PASSAGE:
+===+
Pandora Papers might help PM hopeful Nir Barkat's political ambitions

A massive trove of documents alleges financial misdeeds but political analysts believe Likud MK will turn the report to his advantage.

NIR BARKAT: Netanyahu has energy and experience, and for the party and country, the longer he is around is better for us, so I wish him long life as the head of both. (photo credit: MARC ISRAEL SELLEM)
NIR BARKAT: Netanyahu has energy and experience, and for the party and country, the longer he is around is better for us, so I wish him long life as the head of both.
(photo credit: MARC ISRAEL SELLEM)

Despite being named in a massive trove of documents that allege financial wrongdoing, Likud MK Nir Barkat is likely to emerge unscathed and perhaps even become more popular among right-wing Israeli voters, political analysts believe.

The International Consortium of Investigative Journalists (ICIJ) on Sunday released some 12 million documents about hidden offshore tax haven assets of hundreds of public officials, politicians and billionaires from around the globe. Known as the Pandora Papers, the leak is the biggest of its kind and featured several prominent leaders, such as former British Prime Minister Tony Blair and Jordan’s King Abdullah. Over 600 journalists from 117 countries took part in the massive exposé.
+===+
MATERIAL SUPPLIED:
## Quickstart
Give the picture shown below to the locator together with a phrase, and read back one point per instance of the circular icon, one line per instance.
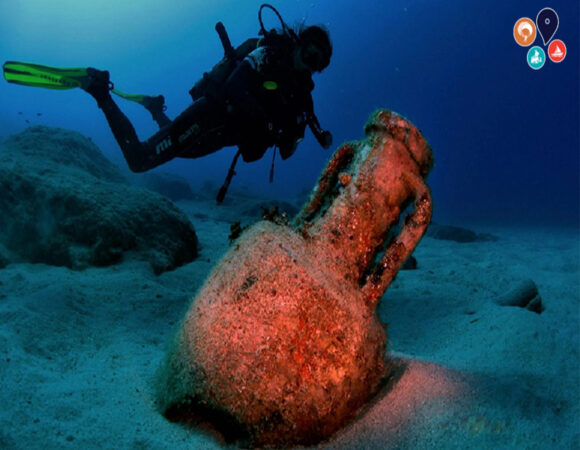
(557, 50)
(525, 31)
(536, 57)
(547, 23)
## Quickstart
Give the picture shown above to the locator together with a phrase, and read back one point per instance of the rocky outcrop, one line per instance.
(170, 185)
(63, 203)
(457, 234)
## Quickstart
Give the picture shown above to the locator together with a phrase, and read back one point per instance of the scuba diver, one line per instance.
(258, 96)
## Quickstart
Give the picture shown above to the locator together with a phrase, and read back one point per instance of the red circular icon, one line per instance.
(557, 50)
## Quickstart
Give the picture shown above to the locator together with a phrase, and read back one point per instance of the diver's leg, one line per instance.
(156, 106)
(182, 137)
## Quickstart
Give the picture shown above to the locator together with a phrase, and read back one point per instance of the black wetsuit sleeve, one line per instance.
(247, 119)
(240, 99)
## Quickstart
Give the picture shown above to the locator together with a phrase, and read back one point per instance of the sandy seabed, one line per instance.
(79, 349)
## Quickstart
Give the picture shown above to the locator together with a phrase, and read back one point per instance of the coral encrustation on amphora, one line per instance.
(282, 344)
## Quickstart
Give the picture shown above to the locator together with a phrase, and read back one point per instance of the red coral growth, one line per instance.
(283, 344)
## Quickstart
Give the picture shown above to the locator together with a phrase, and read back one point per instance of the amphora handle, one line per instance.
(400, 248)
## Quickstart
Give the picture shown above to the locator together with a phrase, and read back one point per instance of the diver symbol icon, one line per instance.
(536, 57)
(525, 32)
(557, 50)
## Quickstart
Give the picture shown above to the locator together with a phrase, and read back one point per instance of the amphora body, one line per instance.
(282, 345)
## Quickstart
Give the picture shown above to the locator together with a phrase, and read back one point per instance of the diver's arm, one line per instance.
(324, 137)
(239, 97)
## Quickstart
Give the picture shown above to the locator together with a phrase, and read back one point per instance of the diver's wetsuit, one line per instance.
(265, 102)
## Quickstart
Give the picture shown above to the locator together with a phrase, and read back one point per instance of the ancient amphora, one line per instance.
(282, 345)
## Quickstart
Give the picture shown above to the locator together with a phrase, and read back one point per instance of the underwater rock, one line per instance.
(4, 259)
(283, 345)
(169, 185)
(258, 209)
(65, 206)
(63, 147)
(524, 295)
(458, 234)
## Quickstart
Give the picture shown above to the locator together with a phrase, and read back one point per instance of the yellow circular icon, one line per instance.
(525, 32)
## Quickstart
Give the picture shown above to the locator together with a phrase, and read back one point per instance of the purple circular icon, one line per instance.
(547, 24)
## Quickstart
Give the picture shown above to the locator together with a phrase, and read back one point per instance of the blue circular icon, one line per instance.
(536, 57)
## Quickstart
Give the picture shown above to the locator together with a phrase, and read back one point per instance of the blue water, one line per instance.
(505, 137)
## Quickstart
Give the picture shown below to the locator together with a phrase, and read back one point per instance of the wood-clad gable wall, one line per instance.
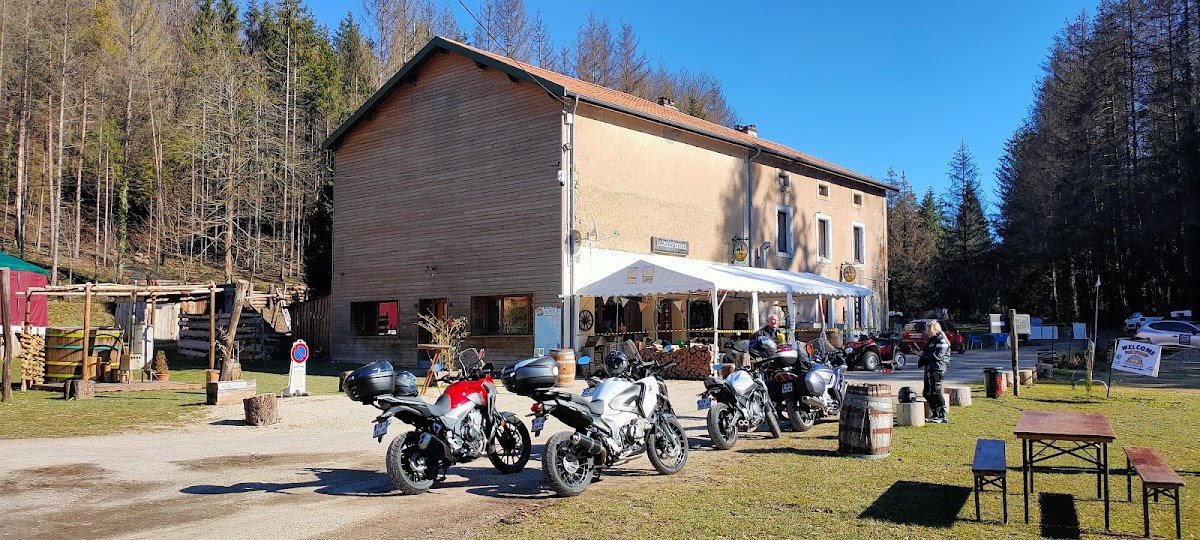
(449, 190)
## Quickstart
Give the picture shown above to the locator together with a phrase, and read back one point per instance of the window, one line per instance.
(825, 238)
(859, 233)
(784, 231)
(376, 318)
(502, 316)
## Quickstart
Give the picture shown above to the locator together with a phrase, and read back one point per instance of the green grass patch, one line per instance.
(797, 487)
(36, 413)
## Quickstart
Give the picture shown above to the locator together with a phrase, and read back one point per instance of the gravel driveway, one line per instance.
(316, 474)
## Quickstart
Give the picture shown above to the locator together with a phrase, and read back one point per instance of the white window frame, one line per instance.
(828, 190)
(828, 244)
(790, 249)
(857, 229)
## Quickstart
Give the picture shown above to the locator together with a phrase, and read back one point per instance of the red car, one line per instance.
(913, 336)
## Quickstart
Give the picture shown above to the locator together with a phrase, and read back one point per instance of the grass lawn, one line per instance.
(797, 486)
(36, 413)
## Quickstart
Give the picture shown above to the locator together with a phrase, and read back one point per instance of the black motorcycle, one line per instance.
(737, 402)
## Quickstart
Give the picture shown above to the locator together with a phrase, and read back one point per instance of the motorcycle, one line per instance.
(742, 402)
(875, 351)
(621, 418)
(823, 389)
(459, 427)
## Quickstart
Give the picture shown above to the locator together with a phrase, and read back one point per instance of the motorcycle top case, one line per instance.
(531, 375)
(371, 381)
+===+
BRIEF: According to the Pandora Papers article, which groups of people had hidden offshore assets described in the released documents? List every group. The rows have nothing to do with the article.

THE REPLY: Public officials, politicians, billionaires